Auteur: Hugo Claus
Editeur: Editions de Fallois – 1997 (237 pages)
Lu en novembre 2022
Mon avis: Bousekerke, village de Flandre Occidentale profonde, vers la fin des années 60.
On dit que René, le fils Catrysse, est revenu du Congo. Il aurait déserté l’armée ex-coloniale pour se faire mercenaire. Il aurait vu et commis des choses barbares. Il paraît qu’il est salement amoché et malade.
Pas étonnant qu’il ait mal tourné, le gamin, avec une famille pareille. Un père qui aurait collaboré, une mère qui aurait fricoté avec l’Allemand, un frère un peu benêt depuis une chute à vélo…
D’ailleurs, d’après Monsieur le Curé, il est pas sur la voie de la rédemption, le René. Il paraît qu’il est toujours en contact avec ses potes déserteurs, et qu’ils complotent pour un attentat ou un trafic de diamants… A moins que la Julia, elle le fasse rentrer dans le droit chemin (celui qui conduit entre ses cuisses ha ha ha), pour lui calmer ses ardeurs. Elle est pas farouche, la petite. Sa sœur non plus, paraît-il. Pourtant on dit que le facteur ne la trouve pas à son goût, elle serait déjà trop vieille pour ce polisson…
Voilà le genre de conversations dont on se repaît et se délecte au Pot-aux-Roses, le bistrot de Bousekerke, quartier général de la Rumeur. On y prêche le vrai et le faux sans se préoccuper d’authenticité, puis on répand et on colporte à travers villes et campagnes.
Et quand une épidémie étrange et inexpliquée s’abat sur la bourgade, envoyant des dizaines d’habitants goûter les pissenlits par leurs racines, au Pot-aux-Roses on s’interroge, on constate, on conjecture, on suppute, on déduit, on raisonne, on suggère, on affirme, on proclame : « c’est forcément la faute au René ! »
Et puis ?
Et puis voilà, René ne sera pas pour autant lynché par la populace, mais l’épidémie s’éteindra quand même avec la disparition du bouc émissaire, mais à la suite d’autres troubles événements.
Mais alors quoi, cette Rumeur ? Alors oui, elle tient un rôle, mais sans grands tambours ni trompettes, ni grandes conséquences, et le roman porte mal son titre. Je n’ai pas compris l’importance de cette Rumeur, alors que le titre laissait supposer qu’elle jouerait un rôle central, accusateur, étouffant, écrasant, destructeur, sur sa victime, laquelle s’en fiche éperdument.
Elle est plutôt le prétexte pour l’auteur de tirer le portrait d’une certaine Flandre, en forçant sur le trait et les stéréotypes. Si c’est de l’ironie, alors la plume d’Hugo Claus est grinçante et dézingue tous azimuts la bêtise humaine, la collaboration, les ploucs « civilisés » passés du côté de la « sauvagerie ». Peinture sociale, « La Rumeur » est un roman féroce, gaillard, paillard, leste et glauque, qui parle sans complaisance des travers humains : la peur, la jalousie, la convoitise, la mesquinerie, la violence, le mensonge. Une lecture peu agréable et pas inoubliable.
____________________
[Travaux proposés]
1 - D'après la critique de La Rumeur, quel est le nom du bistrot de Bousekerke ?
2 - Indiquez si chacune des affirmations suivantes est conforme à la critique de La Rumeur, en citant les mots du texte qui le justifient : (a) l'action se déroule dans un village de Flandre Occidentale vers la fin des années 60 ; (b) René finit lynché par la population ; (c) la lecture du roman a paru agréable.
3 - Prolongez la critique de La Rumeur après sa dernière phrase.
Les données ci-dessous ne proviennent pas de la critique de La Rumeur, mais d'une autre source.

[Données]
____________________
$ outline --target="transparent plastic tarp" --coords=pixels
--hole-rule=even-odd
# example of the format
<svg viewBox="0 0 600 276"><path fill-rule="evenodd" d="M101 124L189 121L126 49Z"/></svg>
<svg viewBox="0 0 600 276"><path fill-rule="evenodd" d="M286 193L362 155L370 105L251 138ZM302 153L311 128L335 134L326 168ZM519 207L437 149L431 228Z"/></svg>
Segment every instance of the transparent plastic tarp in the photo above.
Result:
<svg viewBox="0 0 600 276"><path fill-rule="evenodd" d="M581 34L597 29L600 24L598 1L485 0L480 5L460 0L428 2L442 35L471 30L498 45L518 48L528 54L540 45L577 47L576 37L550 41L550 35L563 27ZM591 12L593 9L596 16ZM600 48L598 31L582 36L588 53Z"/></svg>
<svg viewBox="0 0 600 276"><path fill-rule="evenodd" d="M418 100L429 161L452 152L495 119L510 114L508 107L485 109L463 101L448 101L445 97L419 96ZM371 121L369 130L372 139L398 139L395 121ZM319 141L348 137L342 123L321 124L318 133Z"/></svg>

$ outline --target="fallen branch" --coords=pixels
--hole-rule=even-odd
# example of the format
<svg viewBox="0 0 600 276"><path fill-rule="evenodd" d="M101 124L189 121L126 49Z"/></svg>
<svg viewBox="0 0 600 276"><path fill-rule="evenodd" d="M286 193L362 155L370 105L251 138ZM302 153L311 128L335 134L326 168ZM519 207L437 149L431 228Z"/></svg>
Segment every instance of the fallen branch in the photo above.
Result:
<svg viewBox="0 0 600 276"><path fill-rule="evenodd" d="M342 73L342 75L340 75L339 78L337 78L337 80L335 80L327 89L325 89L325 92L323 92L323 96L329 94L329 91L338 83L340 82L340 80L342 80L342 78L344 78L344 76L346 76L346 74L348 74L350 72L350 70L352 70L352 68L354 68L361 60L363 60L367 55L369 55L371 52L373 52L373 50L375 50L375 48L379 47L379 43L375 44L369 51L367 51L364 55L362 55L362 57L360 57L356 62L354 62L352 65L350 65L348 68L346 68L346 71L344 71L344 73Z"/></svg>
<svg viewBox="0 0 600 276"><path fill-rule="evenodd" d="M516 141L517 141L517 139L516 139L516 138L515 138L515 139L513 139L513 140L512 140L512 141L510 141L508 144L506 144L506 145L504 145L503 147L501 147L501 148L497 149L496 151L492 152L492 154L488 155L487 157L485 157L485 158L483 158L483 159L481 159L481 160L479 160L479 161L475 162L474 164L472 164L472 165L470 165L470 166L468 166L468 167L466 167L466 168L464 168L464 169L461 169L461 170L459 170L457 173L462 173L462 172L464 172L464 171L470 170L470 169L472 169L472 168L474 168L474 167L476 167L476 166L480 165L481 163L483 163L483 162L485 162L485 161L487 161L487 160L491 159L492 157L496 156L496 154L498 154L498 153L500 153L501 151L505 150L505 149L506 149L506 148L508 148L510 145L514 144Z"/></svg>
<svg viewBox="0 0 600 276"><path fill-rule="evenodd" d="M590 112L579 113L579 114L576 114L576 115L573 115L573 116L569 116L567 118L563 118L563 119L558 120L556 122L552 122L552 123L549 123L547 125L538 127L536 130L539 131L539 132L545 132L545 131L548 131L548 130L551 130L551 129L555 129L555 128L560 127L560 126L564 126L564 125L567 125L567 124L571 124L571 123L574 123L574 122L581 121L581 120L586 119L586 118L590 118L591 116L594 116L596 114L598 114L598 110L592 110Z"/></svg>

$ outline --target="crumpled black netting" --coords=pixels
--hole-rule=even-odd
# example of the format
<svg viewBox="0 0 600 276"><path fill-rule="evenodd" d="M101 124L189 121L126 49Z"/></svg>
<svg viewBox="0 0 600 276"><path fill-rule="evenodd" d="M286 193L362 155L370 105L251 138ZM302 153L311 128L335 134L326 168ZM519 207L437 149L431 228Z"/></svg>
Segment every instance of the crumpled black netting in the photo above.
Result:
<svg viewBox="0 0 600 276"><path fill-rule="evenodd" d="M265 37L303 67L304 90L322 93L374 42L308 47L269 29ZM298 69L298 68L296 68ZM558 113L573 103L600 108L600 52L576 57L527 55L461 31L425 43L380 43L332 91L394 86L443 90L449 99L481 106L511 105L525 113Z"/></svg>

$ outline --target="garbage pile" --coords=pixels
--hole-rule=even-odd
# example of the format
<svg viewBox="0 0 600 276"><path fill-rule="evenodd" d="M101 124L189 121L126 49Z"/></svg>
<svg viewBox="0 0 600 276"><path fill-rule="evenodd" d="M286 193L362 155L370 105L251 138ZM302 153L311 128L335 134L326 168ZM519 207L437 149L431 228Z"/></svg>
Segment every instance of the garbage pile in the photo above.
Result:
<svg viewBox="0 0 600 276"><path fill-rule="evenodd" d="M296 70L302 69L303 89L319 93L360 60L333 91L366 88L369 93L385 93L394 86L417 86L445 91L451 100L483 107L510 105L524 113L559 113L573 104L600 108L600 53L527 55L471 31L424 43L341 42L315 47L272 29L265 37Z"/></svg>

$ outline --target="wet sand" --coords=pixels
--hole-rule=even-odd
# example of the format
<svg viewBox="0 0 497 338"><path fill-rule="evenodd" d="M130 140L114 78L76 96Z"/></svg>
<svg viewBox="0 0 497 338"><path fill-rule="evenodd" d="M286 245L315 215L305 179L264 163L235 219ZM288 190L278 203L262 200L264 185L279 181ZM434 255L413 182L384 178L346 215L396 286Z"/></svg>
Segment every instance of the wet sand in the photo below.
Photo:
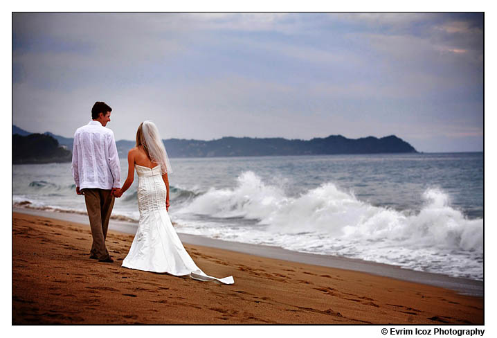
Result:
<svg viewBox="0 0 497 338"><path fill-rule="evenodd" d="M483 299L344 269L186 244L235 284L125 269L133 240L110 231L114 263L89 258L80 224L12 213L12 323L483 324Z"/></svg>

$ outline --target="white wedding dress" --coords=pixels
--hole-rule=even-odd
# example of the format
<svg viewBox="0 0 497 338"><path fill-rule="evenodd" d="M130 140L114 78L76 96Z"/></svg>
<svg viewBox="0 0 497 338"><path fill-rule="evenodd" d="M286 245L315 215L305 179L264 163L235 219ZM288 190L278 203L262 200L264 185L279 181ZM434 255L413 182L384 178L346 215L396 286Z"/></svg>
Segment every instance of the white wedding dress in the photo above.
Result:
<svg viewBox="0 0 497 338"><path fill-rule="evenodd" d="M198 281L233 284L233 276L217 278L206 275L185 249L165 208L167 190L161 166L135 165L138 173L138 206L140 221L136 234L122 266L138 270L189 275Z"/></svg>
____________________
[Corrigés]
1 - Le Pot-aux-Roses.

2 -
(a) Oui : « Bousekerke, village de Flandre Occidentale profonde, vers la fin des années 60. »
(b) Non : « René ne sera pas pour autant lynché par la populace »
(c) Non : « Une lecture peu agréable et pas inoubliable. »

3 -
Présentation par l’éditeur:
« Chez nous, a dit un jour Hugo Claus, la corruption est monnaie courante. C’est pourquoi, quand un scandale éclate au grand jour, nous sommes plus frappés que partout ailleurs ».
La Rumeur est un de ces romans où Claus met en scène la » Flandre profonde « , avec l’œil aigu d’un grand peintre et l’humour ravageur qui le caractérise.
A la fin des années soixante, la prospérité matérielle dissimule une grande misère morale. Dans le village de Bousekerke éclate une épidémie mystérieuse. Plus les faits sont inexpliqués, plus les explications foisonnent.
Des dizaines d’habitants sont successivement touchés par la malédiction. A mesure que la liste des victimes s’allonge, la rumeur s’enfle, elle va, elle vient, elle repart, elle devient folle et stupide.
Le carrefour en est le bistrot Le Pot-aux-Roses qui est la scène de tous les chapitres intitulés Nous, ce sont les habitués du café, qui jouent ici le rôle du chœur antique, annonciateur et commentateur des événements, mais un chœur à la fois comique et bête à pleurer, à force de prétendu bon sens.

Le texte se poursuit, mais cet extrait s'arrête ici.